#### Problem to solve:
Since only the text is wanted, print every entry below exactly and omit the images.

....

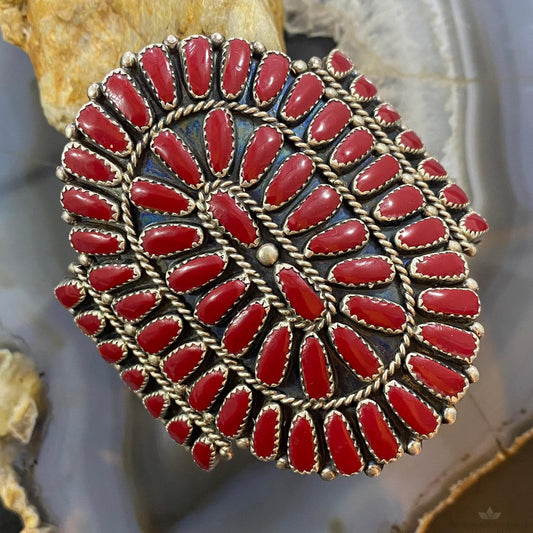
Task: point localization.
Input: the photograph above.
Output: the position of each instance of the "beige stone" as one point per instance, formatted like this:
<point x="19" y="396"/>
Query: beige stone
<point x="75" y="43"/>
<point x="20" y="391"/>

....

#### Exercise answer:
Task: point localization.
Input: the photograph above.
Output: the position of each instance of the "beige stone" as one point per instance, formatted like this:
<point x="19" y="396"/>
Query: beige stone
<point x="75" y="43"/>
<point x="20" y="391"/>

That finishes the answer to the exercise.